• Requirement a: Copy out the reflection on Howard Chaykin's Blackhawk comics in full, word for word.

• Extracted text:
■ ■ ■

I fully assign the blame for changing the way I viewed comics on Howard Chaykin.
I think I was about seventeen when I first read his Blackhawk mini-series and it completely forced me to change the paradigm of what I used to believe was the comics medium. Comics stopped being mindless distractions, but eye-opening insights into the human character and the world around me as well. The Blackhawks became more than just two-dimensional cartoon characters ready to deliver a one-two punch combo to the forces of fascism; they themselves were flawed characters with dark natures as grim and dirty as their enemies’.
That was the first moment I can recall when comics became objects of reflective thought for me rather than just senseless distraction. While it was like saying farewell to the last vestiges of my childhood, I have Chaykin to thank for that moment of growth and realization.
And thank him, I did. However, this time, instead of the warm and cozy surroundings of my youthful basement bedroom, I had a chance to share that reflection with the creator of this comic – from the confines of my adult basement man-cave. Huh… the more things change, the more they stay the same, I suppose.

■ ■ ■

• Given information:

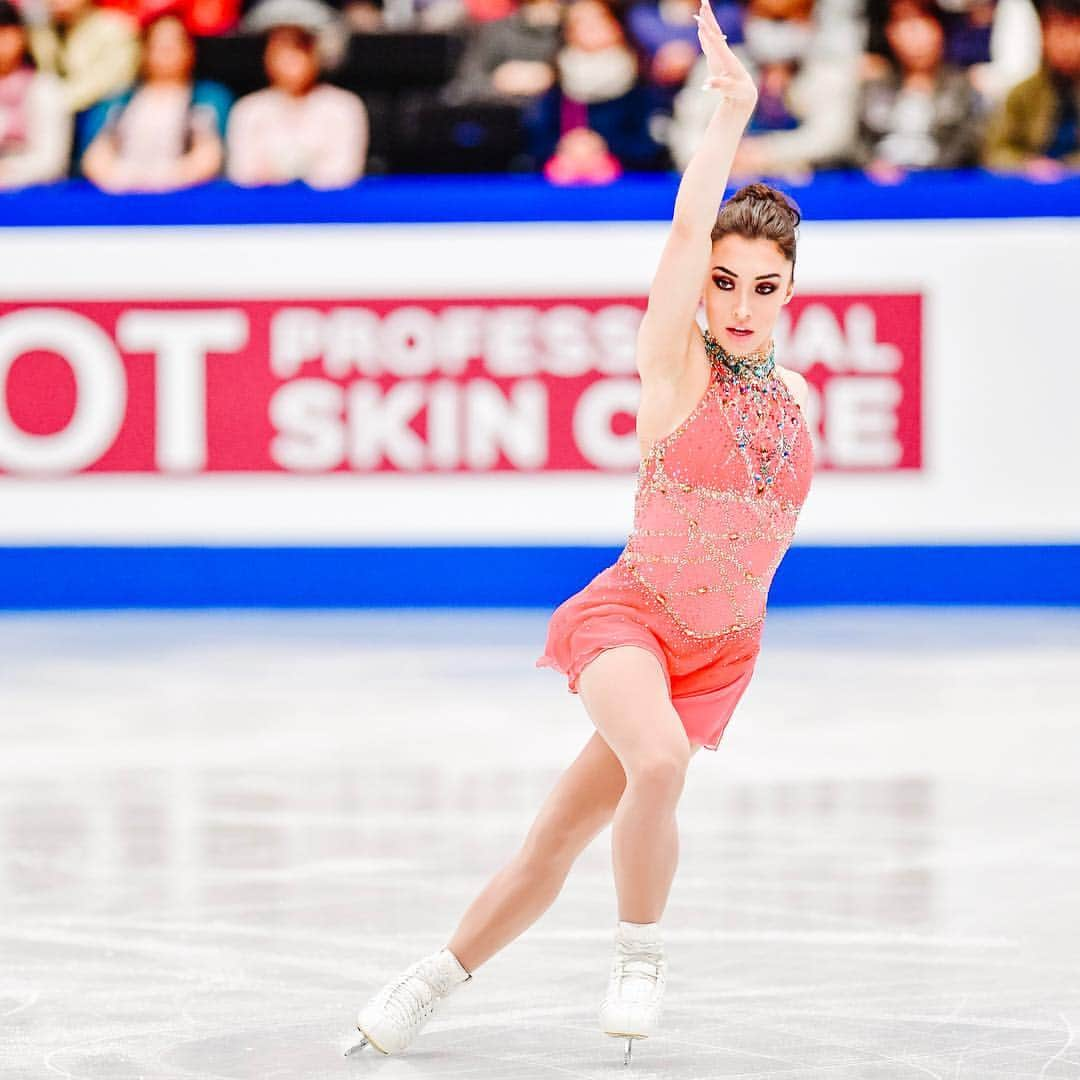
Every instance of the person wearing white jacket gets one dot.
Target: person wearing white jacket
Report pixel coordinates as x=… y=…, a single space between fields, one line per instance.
x=35 y=121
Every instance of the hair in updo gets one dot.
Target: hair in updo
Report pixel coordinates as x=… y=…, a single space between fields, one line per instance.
x=757 y=211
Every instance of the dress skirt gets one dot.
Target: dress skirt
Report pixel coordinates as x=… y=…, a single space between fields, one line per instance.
x=705 y=678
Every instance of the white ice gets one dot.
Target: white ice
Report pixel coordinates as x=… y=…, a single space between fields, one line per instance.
x=220 y=833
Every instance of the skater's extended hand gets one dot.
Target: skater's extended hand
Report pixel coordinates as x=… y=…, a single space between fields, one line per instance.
x=725 y=71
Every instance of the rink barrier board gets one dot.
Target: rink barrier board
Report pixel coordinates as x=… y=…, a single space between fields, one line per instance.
x=53 y=578
x=840 y=196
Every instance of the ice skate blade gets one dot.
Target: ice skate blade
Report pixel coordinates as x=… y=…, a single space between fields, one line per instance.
x=366 y=1040
x=630 y=1042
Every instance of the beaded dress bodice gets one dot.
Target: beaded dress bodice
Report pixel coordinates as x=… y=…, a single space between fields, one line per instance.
x=716 y=504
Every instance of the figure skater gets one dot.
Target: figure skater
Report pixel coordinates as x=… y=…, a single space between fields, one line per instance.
x=662 y=644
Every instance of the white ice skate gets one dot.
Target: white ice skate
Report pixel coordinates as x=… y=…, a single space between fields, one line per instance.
x=395 y=1015
x=633 y=1003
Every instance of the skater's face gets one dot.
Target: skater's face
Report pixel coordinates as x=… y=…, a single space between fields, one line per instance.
x=748 y=282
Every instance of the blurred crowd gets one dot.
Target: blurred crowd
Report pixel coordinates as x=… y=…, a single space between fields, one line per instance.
x=157 y=95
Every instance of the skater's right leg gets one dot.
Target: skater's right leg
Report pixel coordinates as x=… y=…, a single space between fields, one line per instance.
x=581 y=804
x=625 y=693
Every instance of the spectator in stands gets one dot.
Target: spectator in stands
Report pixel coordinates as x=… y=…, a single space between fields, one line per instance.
x=167 y=131
x=93 y=50
x=806 y=72
x=298 y=127
x=509 y=59
x=1037 y=130
x=995 y=41
x=666 y=35
x=922 y=112
x=35 y=121
x=597 y=89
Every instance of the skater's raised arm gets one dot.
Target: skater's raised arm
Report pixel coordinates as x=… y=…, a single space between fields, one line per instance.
x=676 y=287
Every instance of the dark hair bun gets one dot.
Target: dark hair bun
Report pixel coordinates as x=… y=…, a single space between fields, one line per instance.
x=766 y=193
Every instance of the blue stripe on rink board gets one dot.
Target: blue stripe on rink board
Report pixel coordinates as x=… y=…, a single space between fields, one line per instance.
x=55 y=578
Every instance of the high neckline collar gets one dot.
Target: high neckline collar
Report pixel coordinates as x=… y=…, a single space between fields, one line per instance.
x=758 y=363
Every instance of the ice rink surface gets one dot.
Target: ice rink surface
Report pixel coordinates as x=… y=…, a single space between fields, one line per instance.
x=223 y=832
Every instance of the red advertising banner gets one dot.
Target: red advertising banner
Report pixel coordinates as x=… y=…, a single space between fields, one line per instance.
x=407 y=385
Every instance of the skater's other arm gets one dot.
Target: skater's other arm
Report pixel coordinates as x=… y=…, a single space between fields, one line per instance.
x=676 y=287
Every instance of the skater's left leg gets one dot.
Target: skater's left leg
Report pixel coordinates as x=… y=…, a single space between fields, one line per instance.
x=580 y=805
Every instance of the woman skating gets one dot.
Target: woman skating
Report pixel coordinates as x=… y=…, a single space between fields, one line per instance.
x=662 y=644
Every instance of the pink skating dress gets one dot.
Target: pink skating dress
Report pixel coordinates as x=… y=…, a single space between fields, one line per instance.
x=714 y=513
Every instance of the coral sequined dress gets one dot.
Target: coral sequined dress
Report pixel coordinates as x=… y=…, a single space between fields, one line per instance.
x=715 y=510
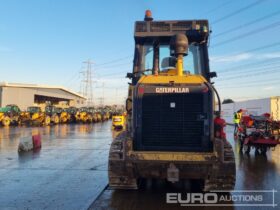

■ ■ ■

• Requirement b: Render the records as a Markdown table with the columns n (row number) and Line, from their first line through the line containing "x=705 y=678", both ends included. Leave out blank lines and the pictures, and include nothing beyond those rows.

• Written reply a:
I fully assign the blame for changing the way I viewed comics on Howard Chaykin.
I think I was about seventeen when I first read his Blackhawk mini-series and it completely forced me to change the paradigm of what I used to believe was the comics medium. Comics stopped being mindless distractions, but eye-opening insights into the human character and the world around me as well. The Blackhawks became more than just two-dimensional cartoon characters ready to deliver a one-two punch combo to the forces of fascism; they themselves were flawed characters with dark natures as grim and dirty as their enemies’.
That was the first moment I can recall when comics became objects of reflective thought for me rather than just senseless distraction. While it was like saying farewell to the last vestiges of my childhood, I have Chaykin to thank for that moment of growth and realization.
And thank him, I did. However, this time, instead of the warm and cozy surroundings of my youthful basement bedroom, I had a chance to share that reflection with the creator of this comic – from the confines of my adult basement man-cave. Huh… the more things change, the more they stay the same, I suppose.

• Written reply b:
| n | Line |
|---|---|
| 1 | Every instance of the person wearing white jacket gets one dot. |
| 2 | Target: person wearing white jacket |
| 3 | Report pixel coordinates as x=… y=…, a single space between fields, one line per instance. |
| 4 | x=35 y=121 |
| 5 | Every instance of the hair in updo gets one dot. |
| 6 | Target: hair in updo |
| 7 | Report pixel coordinates as x=… y=…, a single space between fields, one line per instance. |
| 8 | x=757 y=211 |
| 9 | Every instance of the dress skirt gets one dot. |
| 10 | Target: dress skirt |
| 11 | Report pixel coordinates as x=… y=…, a single space between fields, one line per instance. |
| 12 | x=705 y=678 |